## DIRECTIVE
Pull out each line in the material below that contains the word "work".

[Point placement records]
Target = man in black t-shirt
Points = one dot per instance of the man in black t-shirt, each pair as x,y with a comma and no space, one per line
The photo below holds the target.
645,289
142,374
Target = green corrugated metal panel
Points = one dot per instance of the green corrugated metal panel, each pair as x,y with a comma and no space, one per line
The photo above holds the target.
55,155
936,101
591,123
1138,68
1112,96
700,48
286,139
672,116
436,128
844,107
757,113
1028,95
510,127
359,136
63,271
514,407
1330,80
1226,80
---
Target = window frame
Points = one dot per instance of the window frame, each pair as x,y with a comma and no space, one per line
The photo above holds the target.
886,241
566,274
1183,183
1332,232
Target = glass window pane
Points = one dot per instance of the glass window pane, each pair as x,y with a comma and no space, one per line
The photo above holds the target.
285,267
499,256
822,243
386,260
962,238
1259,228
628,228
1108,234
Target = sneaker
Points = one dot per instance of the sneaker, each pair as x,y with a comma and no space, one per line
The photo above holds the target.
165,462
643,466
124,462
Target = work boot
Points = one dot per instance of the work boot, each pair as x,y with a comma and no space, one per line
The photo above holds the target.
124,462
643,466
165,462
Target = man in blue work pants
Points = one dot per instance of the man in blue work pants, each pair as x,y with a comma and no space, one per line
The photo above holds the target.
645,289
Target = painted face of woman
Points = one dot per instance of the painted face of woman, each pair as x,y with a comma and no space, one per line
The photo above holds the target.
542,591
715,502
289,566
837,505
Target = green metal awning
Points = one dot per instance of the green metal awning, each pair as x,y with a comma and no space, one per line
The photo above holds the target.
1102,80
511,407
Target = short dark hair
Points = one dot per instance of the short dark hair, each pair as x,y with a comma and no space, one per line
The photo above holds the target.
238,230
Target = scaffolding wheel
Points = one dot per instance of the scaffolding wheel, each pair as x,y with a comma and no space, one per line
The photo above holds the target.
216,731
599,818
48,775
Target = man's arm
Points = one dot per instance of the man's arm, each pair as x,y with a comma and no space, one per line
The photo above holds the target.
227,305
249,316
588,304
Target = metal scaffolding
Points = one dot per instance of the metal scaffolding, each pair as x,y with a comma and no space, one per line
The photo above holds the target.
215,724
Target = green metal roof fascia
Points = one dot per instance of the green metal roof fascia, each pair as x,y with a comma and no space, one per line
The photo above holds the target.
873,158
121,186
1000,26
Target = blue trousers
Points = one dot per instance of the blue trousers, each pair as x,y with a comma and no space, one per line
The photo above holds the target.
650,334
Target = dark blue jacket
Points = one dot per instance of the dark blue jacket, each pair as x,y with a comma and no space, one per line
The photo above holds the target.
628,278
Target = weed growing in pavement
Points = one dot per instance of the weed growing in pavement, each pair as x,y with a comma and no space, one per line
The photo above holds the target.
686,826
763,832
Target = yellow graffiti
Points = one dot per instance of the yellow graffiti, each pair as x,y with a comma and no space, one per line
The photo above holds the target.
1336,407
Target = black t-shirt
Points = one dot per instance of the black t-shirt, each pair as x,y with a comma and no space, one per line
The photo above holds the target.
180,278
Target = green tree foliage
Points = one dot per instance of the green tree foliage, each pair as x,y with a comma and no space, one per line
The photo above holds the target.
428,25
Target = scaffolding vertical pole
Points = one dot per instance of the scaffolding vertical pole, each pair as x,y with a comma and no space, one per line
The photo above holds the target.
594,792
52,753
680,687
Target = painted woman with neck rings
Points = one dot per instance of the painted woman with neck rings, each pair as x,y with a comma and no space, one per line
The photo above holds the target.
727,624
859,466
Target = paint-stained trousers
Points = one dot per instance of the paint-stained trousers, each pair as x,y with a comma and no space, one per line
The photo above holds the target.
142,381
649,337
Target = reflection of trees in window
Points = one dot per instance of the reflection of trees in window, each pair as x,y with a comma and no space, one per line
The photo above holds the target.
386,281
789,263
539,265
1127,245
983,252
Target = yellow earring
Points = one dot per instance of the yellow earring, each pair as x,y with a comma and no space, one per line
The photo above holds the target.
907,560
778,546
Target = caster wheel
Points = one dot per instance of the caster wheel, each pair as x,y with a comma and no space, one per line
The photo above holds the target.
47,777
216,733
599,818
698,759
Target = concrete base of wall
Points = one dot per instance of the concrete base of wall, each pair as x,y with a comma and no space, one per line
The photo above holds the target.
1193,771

## EXERCISE OUTPUT
Target = work boot
Points = one dot per instance of the work boot, each pair as x,y with a comma and no space, one per line
Target = man in blue work pants
Points = one dot per instance of the man in blue work pants, each pair as x,y with a comma and no space, one per line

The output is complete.